## [Задание 1]
Где, согласно тексту о художнике г-не Г., г-н Теккерей посвятил ему несколько слов?
## [Задание 2]
Объясните, опираясь на текст о художнике г-не Г., почему автор не называет имени художника и рассматривает его работы как анонимные. Уложитесь в одно–три предложения.
## [Задание 3]
Перескажите кратко в виде списка абзац текста о художнике г-не Г., начинающийся словами «Г-н Г. уже в летах», сохранив его главные факты.

======== Текст страницы ========

Художник - человек большого света, человек толпы и дитя

Сегодня я хочу побеседовать с читателем об удивительном художнике, наделенном такой отчетливой и сильной оригинальностью, что она не нуждается в поддержке со стороны и даже не ищет одобрения. Ни один из его рисунков не подписан; нельзя же назвать подписью несколько стоящих под ними букв, которые так легко подделать, что целая толпа бездарных подражателей с самодовольством выводит их под самыми небрежными своими набросками. Но все его вещи отмечены самобытностью его души, и любители прекрасного, видевшие и оценившие эти работы, без труда узнают их по описанию, к которому я приступаю. Г-н К. Г. влюблен в толпу и в инкогнито; его преувеличенная скромность граничит с чудачеством. Г-н Теккерей, сам, как известно, большой любитель искусства, собственноручно иллюстрирующий свои романы, посвятил однажды несколько слов г-ну Г. в одной из лондонских газет. Г-н Г. так рассердился на это, словно тот посягнул на его честь. А недавно, узнав, что я задумал написать о его творческом облике и таланте, он настойчиво потребовал, чтобы я не упоминал его имени, а работы его рассматривал как анонимные. Смиренно покоряюсь этому странному желанию. Мы оба — читатель и я — сделаем вид, будто г-на Г. не существует. Мы займемся его рисунками и акварелями, к которым сам он относится с вельможным пренебрежением, так, словно мы ученые и нам предстоит высказать суждение о случайно обнаруженных драгоценных исторических документах, чей автор навеки останется неизвестным. Дабы полностью успокоить мою совесть, пусть читатель предположит, что все мои мысли о личности художника, раскрывающейся столь необычным и таинственным путем, с большим или меньшим основанием выведены из его работ, как чисто поэтический домысел, догадка и плод моего воображения.

Г-н Г. уже в летах. Говорят, Жан Жак начал писать в сорок два года. Быть может, именно в этом возрасте г-н Г., осаждаемый образами, теснившимися в его голове, впервые решился оставить на белом листе бумаги след туши и красок. По правде говоря, он рисовал в ту пору как дикарь, как ребенок, досадуя на неловкость своих пальцев и непокорность карандаша и кисти. Я видел множество образцов этой неумелой мазни и смею вас уверить, что большинство людей, знающих толк в живописи или считающих себя таковыми, не смогло бы распознать дремлющий дар, скрытый в этих неловких набросках. Г-н Г. самостоятельно превзошел все премудрости ремесла, сумел без посторонних советов овладеть необходимым мастерством и превратился в сильного и самобытного художника; от первоначальной непосредственности он сохранил лишь то, что добавляет неожиданный привкус к его богатому дарованию. Когда на глаза ему попадается один из грехов его молодости, он рвет или сжигает его в презабавном порыве стыда и негодования.

======== Извлечённые записи ========

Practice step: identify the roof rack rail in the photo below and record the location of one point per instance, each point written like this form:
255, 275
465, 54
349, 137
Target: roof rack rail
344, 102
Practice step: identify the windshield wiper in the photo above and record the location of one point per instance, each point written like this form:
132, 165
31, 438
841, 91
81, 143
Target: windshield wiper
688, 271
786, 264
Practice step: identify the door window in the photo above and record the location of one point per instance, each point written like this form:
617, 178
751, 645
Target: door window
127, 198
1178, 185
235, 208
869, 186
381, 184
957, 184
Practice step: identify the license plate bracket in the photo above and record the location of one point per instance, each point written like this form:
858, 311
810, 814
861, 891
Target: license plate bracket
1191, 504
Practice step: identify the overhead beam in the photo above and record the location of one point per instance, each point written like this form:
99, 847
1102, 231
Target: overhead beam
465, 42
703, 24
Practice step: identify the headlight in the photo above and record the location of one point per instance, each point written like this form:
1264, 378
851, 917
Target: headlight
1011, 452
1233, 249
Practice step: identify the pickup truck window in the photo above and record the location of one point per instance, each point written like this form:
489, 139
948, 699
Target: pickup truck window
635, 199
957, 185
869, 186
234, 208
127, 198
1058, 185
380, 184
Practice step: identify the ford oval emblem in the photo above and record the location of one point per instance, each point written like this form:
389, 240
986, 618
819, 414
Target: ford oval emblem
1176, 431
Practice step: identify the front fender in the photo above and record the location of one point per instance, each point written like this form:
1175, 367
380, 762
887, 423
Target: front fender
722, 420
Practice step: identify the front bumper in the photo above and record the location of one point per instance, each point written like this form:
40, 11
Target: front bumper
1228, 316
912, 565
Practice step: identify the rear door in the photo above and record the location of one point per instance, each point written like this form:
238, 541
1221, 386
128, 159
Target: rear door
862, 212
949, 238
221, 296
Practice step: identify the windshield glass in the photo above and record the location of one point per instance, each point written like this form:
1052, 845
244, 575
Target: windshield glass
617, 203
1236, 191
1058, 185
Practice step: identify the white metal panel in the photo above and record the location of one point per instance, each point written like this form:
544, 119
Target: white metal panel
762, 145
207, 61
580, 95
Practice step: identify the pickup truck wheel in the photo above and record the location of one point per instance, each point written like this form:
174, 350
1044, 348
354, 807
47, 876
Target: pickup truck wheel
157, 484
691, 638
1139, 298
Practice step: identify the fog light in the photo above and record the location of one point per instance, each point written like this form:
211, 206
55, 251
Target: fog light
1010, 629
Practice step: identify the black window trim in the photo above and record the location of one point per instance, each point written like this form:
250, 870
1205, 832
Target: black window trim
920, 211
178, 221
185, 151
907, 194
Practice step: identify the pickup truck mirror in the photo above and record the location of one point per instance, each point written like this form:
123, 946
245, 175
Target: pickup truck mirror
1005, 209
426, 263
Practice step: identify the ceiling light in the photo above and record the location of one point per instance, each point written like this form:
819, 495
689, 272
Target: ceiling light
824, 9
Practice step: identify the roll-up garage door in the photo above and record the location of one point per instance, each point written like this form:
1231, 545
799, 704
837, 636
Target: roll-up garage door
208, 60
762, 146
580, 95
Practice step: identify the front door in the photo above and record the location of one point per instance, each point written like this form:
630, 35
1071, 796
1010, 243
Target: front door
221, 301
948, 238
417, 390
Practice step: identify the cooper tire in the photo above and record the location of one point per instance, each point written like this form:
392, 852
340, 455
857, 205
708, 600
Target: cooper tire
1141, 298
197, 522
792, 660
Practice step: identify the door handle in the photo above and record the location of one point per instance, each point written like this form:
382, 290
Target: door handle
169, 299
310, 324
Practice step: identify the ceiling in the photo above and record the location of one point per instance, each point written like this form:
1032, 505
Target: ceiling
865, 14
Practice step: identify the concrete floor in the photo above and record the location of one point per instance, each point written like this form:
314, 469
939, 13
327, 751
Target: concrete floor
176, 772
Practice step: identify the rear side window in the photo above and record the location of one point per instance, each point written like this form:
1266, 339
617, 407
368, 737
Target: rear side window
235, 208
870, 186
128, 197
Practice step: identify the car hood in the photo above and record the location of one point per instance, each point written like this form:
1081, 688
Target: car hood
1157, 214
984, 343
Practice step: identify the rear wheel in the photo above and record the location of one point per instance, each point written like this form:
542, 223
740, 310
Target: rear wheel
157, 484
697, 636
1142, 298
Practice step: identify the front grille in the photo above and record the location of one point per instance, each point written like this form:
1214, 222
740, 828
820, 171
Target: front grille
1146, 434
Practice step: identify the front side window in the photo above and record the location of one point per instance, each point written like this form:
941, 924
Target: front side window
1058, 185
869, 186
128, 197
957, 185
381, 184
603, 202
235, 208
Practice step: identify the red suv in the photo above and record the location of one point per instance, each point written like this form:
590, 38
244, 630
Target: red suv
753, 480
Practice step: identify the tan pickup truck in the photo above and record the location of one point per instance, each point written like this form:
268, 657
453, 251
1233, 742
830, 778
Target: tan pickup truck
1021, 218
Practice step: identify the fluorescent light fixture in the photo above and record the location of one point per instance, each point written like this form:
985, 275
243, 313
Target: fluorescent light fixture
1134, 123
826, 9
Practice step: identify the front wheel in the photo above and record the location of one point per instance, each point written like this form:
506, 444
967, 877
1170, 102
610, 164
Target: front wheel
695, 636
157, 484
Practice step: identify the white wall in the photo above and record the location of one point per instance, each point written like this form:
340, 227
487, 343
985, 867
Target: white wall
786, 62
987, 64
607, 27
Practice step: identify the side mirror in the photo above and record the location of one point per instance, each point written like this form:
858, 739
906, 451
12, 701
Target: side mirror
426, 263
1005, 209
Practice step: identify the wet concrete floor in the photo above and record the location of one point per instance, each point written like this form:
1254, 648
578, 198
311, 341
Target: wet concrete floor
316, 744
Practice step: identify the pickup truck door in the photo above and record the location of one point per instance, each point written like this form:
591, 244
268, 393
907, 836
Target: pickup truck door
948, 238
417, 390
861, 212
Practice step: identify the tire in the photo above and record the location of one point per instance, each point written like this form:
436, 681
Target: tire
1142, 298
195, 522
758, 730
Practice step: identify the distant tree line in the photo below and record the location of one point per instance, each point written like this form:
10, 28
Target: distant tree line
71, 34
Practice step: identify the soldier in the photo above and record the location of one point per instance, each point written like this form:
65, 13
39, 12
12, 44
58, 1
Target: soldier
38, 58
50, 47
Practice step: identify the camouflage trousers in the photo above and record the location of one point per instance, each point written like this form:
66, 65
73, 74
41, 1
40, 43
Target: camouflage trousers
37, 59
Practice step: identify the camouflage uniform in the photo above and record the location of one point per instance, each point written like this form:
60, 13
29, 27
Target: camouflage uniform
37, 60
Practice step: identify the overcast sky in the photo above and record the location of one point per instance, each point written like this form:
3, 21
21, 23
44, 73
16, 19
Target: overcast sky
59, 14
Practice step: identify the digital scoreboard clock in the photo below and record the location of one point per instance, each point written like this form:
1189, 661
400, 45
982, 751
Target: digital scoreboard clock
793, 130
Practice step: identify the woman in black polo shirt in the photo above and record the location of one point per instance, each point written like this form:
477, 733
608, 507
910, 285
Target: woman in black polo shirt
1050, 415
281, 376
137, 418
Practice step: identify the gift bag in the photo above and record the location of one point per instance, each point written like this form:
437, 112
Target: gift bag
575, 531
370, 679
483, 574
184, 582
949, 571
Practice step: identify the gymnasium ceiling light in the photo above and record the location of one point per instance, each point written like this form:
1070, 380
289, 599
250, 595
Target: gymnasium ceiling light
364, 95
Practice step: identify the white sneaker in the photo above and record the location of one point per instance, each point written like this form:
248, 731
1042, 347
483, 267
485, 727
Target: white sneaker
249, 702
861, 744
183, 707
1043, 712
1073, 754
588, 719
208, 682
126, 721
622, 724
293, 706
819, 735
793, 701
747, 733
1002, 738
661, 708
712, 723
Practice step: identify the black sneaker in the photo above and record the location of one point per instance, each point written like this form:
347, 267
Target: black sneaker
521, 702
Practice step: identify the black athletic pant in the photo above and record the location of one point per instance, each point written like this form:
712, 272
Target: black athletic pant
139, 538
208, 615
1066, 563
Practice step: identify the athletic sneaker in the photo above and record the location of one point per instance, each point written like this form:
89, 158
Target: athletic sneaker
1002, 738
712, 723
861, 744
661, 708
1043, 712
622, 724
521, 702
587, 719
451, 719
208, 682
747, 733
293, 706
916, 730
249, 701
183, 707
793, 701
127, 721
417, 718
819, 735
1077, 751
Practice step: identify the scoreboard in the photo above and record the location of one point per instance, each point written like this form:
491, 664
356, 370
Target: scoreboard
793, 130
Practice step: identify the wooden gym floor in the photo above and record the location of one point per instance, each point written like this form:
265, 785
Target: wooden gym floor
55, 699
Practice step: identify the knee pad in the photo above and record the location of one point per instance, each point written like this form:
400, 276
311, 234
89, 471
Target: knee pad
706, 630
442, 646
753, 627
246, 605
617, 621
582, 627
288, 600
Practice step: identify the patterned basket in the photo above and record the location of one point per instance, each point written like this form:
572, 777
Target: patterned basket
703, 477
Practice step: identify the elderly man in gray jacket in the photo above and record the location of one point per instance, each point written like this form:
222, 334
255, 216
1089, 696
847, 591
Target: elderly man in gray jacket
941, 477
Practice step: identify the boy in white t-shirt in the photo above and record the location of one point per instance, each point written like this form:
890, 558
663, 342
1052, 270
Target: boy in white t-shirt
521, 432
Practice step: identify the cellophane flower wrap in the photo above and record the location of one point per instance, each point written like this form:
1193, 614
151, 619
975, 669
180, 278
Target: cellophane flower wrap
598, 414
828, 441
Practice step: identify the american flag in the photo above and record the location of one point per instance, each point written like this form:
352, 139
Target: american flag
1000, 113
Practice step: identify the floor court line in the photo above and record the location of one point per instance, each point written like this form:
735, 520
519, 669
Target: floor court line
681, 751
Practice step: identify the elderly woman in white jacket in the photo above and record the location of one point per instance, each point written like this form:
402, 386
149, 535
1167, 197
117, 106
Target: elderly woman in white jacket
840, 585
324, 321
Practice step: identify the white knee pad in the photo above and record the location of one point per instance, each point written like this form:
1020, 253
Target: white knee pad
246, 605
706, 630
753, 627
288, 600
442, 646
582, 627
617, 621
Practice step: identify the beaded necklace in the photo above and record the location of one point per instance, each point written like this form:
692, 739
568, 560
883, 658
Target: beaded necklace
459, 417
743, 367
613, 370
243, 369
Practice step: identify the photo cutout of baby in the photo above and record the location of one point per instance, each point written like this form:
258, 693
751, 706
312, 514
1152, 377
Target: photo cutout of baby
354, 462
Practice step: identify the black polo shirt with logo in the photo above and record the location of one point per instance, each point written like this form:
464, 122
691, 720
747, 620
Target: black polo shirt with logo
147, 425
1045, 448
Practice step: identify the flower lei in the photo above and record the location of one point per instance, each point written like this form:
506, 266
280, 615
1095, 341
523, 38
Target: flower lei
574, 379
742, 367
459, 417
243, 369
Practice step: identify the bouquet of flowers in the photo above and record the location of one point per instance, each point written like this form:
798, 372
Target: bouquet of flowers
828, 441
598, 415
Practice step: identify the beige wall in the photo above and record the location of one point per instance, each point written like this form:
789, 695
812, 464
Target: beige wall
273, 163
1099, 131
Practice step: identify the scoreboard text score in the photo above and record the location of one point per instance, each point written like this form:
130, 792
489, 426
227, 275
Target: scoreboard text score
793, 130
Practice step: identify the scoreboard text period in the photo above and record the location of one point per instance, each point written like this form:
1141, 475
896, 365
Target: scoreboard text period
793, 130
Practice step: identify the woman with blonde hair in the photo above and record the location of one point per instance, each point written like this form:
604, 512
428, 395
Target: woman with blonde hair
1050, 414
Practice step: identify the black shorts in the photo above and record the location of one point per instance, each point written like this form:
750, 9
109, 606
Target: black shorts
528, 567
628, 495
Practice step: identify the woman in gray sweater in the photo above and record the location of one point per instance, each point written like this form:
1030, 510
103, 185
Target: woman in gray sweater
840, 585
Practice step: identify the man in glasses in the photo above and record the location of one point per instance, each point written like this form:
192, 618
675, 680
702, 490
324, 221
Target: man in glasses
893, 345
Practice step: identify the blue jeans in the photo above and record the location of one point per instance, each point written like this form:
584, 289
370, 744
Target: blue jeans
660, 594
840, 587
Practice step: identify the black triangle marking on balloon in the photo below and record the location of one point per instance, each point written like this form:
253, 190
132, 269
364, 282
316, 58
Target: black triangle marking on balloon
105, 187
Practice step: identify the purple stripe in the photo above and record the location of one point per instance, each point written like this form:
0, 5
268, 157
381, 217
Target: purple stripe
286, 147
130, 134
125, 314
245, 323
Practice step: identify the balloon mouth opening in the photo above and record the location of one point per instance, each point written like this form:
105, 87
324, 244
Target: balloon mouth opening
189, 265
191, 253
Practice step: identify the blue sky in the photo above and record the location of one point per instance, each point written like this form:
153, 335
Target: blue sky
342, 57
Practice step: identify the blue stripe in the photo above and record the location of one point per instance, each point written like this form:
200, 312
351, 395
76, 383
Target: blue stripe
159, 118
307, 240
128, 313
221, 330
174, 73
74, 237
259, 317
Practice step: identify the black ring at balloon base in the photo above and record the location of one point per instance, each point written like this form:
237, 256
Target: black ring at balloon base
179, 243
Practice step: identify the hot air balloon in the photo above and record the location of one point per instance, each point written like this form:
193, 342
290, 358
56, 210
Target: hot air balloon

========

## [Ответ 1]
В одной из лондонских газет.

## [Ответ 2]
Узнав, что автор задумал написать о его творческом облике и таланте, г-н Г. настойчиво потребовал не упоминать его имени, а его работы рассматривать как анонимные. Автор смиренно покоряется этому желанию.

## [Ответ 3]
- Г-н Г. уже в летах; возможно, он, как и Жан Жак, начал заниматься творчеством около сорока двух лет, когда впервые решился перенести на бумагу теснившиеся в голове образы.
- Поначалу он рисовал неумело, как дикарь или ребенок, досадуя на неловкость пальцев и непокорность карандаша и кисти.
- По мнению автора, большинство знатоков живописи не распознало бы в тех набросках скрытого дара.
- Г-н Г. без посторонних советов овладел мастерством и стал сильным и самобытным художником, сохранив от первоначальной непосредственности лишь то, что придает его дарованию неожиданный привкус.
- Ранние работы, попадающиеся ему на глаза, он рвет или сжигает в порыве стыда и негодования.